TÂCHE DEMANDÉE: Restituez tous les enregistrements ci-dessous sous la forme d'un tableau Markdown à deux colonnes, « N° » pour le numéro et « Ligne » pour le texte, sans les lignes vides. N'incluez pas les images dans votre réponse.

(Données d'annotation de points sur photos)
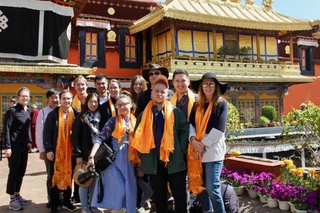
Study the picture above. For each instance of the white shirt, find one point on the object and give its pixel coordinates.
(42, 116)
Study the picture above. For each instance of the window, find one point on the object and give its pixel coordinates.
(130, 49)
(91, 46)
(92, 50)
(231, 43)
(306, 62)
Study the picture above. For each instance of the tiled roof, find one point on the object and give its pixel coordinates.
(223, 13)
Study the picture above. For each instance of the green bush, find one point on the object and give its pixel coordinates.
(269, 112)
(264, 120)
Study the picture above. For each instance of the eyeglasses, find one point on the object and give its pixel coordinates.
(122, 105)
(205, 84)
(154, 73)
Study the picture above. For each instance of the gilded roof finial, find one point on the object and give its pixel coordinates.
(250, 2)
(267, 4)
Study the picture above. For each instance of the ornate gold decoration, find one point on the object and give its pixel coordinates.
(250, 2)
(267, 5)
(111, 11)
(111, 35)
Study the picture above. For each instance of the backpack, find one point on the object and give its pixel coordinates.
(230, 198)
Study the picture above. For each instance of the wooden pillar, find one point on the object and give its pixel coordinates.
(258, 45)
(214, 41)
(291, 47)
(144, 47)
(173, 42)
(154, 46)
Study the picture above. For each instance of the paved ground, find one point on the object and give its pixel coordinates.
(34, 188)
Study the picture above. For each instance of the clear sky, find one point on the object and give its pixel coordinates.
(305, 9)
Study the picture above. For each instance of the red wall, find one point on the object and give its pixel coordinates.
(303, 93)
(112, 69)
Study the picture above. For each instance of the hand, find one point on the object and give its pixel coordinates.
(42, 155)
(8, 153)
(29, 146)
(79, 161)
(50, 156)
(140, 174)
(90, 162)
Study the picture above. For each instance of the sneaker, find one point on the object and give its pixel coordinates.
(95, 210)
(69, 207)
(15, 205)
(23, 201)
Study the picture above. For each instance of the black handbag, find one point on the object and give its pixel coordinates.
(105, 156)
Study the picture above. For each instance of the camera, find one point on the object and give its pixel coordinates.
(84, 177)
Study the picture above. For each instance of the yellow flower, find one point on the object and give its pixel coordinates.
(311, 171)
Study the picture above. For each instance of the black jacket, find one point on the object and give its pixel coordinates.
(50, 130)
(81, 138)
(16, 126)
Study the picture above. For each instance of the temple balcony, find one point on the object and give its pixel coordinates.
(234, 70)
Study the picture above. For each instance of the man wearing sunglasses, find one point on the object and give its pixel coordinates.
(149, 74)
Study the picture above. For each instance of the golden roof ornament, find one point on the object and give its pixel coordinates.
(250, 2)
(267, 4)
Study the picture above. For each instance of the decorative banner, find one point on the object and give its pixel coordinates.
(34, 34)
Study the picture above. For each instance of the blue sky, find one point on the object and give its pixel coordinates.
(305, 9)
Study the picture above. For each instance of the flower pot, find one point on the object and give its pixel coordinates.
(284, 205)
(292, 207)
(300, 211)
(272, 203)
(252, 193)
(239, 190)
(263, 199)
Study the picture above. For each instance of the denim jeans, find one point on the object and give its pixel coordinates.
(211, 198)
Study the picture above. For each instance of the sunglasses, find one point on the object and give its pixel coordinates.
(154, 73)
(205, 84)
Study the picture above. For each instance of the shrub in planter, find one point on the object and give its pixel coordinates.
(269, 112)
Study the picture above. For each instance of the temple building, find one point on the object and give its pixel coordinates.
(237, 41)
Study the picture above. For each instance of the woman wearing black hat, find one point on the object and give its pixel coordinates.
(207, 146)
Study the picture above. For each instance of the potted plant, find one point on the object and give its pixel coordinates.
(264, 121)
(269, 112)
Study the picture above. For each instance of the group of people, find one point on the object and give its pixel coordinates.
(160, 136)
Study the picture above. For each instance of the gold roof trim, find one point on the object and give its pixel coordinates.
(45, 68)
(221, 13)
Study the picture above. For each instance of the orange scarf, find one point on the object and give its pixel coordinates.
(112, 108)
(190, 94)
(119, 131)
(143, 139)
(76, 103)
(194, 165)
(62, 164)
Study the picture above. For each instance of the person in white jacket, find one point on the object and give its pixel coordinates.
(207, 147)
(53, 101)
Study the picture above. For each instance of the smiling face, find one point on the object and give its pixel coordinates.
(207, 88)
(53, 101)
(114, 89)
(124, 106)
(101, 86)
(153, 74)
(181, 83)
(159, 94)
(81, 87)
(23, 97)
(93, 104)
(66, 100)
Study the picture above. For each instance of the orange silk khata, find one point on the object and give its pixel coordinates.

RÉSULTAT:
| N° | Ligne |
|---|---|
| 1 | Study the picture above. For each instance of the white shirt, find one point on the object and give its pixel coordinates. |
| 2 | (42, 116) |
| 3 | Study the picture above. For each instance of the window, find one point on the object and give its pixel coordinates. |
| 4 | (130, 49) |
| 5 | (91, 46) |
| 6 | (92, 50) |
| 7 | (231, 43) |
| 8 | (306, 62) |
| 9 | Study the picture above. For each instance of the tiled roof, find one point on the object and give its pixel coordinates. |
| 10 | (223, 13) |
| 11 | Study the picture above. For each instance of the green bush, find one point on the object and give its pixel coordinates. |
| 12 | (269, 112) |
| 13 | (264, 120) |
| 14 | Study the picture above. For each instance of the eyeglasses, find one point on the object and give its pixel coordinates. |
| 15 | (122, 105) |
| 16 | (205, 84) |
| 17 | (154, 73) |
| 18 | Study the picture above. For each instance of the gilded roof finial, find one point on the object and give its pixel coordinates. |
| 19 | (250, 2) |
| 20 | (267, 4) |
| 21 | Study the picture above. For each instance of the ornate gold decoration, find one point on the object and give its pixel coordinates. |
| 22 | (250, 2) |
| 23 | (267, 5) |
| 24 | (111, 11) |
| 25 | (111, 35) |
| 26 | Study the picture above. For each instance of the backpack, find one point on the object and give its pixel coordinates. |
| 27 | (230, 198) |
| 28 | Study the picture above. For each instance of the wooden pillar, find one point on the object and give its pixel coordinates. |
| 29 | (258, 45) |
| 30 | (214, 41) |
| 31 | (291, 47) |
| 32 | (144, 47) |
| 33 | (173, 42) |
| 34 | (154, 46) |
| 35 | Study the picture above. For each instance of the paved ground, find one point on the object and give its pixel coordinates. |
| 36 | (34, 188) |
| 37 | Study the picture above. For each instance of the clear sky, find one point on the object and give its pixel coordinates. |
| 38 | (305, 9) |
| 39 | Study the picture above. For each instance of the red wall, find one point on the object and give its pixel coordinates. |
| 40 | (303, 93) |
| 41 | (112, 69) |
| 42 | Study the picture above. For each instance of the hand, find one point on the object and give its pixel coordinates. |
| 43 | (42, 155) |
| 44 | (8, 153) |
| 45 | (29, 146) |
| 46 | (79, 161) |
| 47 | (50, 156) |
| 48 | (140, 174) |
| 49 | (90, 162) |
| 50 | Study the picture above. For each instance of the sneaker, find one point on the object and give its pixel coordinates. |
| 51 | (95, 210) |
| 52 | (69, 207) |
| 53 | (15, 205) |
| 54 | (23, 201) |
| 55 | Study the picture above. For each instance of the black handbag, find one point on the object and give its pixel coordinates. |
| 56 | (105, 156) |
| 57 | Study the picture above. For each instance of the camera, find one point on the object and give its pixel coordinates. |
| 58 | (84, 177) |
| 59 | Study the picture above. For each instance of the yellow flower, find one point on the object and give its pixel coordinates. |
| 60 | (311, 171) |
| 61 | Study the picture above. For each instance of the black jacket, find one point on the object and give its pixel coordinates. |
| 62 | (50, 130) |
| 63 | (81, 138) |
| 64 | (16, 126) |
| 65 | Study the picture above. For each instance of the temple balcony, find one point on the object and give its pixel coordinates. |
| 66 | (234, 70) |
| 67 | Study the picture above. For each instance of the man wearing sunglasses, find one point on the object and give its pixel coordinates. |
| 68 | (149, 74) |
| 69 | Study the picture above. For each instance of the golden roof ornament, find one point on the object and give its pixel coordinates. |
| 70 | (250, 2) |
| 71 | (267, 4) |
| 72 | Study the picture above. For each instance of the decorative banner, find one point on the object and give its pixel coordinates. |
| 73 | (34, 34) |
| 74 | Study the picture above. For each instance of the blue sky, find one point on the object and give its pixel coordinates. |
| 75 | (305, 9) |
| 76 | Study the picture above. For each instance of the flower pot, find one point on the object and give its pixel coordinates. |
| 77 | (284, 205) |
| 78 | (292, 207) |
| 79 | (300, 211) |
| 80 | (272, 203) |
| 81 | (252, 193) |
| 82 | (239, 190) |
| 83 | (263, 199) |
| 84 | Study the picture above. For each instance of the denim jeans, find one point on the object and give its pixel coordinates. |
| 85 | (211, 198) |
| 86 | Study the picture above. For each instance of the sunglasses, find one point on the object and give its pixel coordinates. |
| 87 | (154, 73) |
| 88 | (205, 84) |
| 89 | Study the picture above. For each instance of the shrub in planter, find one point on the object and give its pixel coordinates. |
| 90 | (269, 112) |
| 91 | Study the picture above. For each instance of the temple building, find one point on the object and give its pixel coordinates. |
| 92 | (237, 41) |
| 93 | Study the picture above. For each instance of the woman wearing black hat, find one point on the object and give its pixel coordinates. |
| 94 | (207, 146) |
| 95 | Study the picture above. For each instance of the potted plant, find one point on the object and give its pixel coordinates. |
| 96 | (264, 121) |
| 97 | (269, 112) |
| 98 | Study the picture above. For each instance of the group of people, find one point on the object and give its pixel coordinates. |
| 99 | (160, 136) |
| 100 | Study the picture above. For each instance of the gold roof trim, find one point on the object and give its pixel coordinates. |
| 101 | (45, 68) |
| 102 | (221, 13) |
| 103 | Study the picture above. For each instance of the orange scarf, find one point on the object and give its pixel coordinates. |
| 104 | (112, 108) |
| 105 | (190, 94) |
| 106 | (119, 131) |
| 107 | (143, 139) |
| 108 | (76, 103) |
| 109 | (194, 165) |
| 110 | (62, 164) |
| 111 | Study the picture above. For each instance of the person in white jacket, find one point on the object and give its pixel coordinates. |
| 112 | (207, 147) |
| 113 | (53, 101) |
| 114 | Study the picture above. For each instance of the smiling face, find one point on the object and give its pixel coordinates. |
| 115 | (207, 88) |
| 116 | (53, 101) |
| 117 | (114, 89) |
| 118 | (124, 106) |
| 119 | (101, 86) |
| 120 | (153, 74) |
| 121 | (181, 83) |
| 122 | (159, 94) |
| 123 | (81, 87) |
| 124 | (23, 97) |
| 125 | (93, 104) |
| 126 | (66, 100) |
| 127 | Study the picture above. For each instance of the orange silk khata, find one point on the object and give its pixel coordinates. |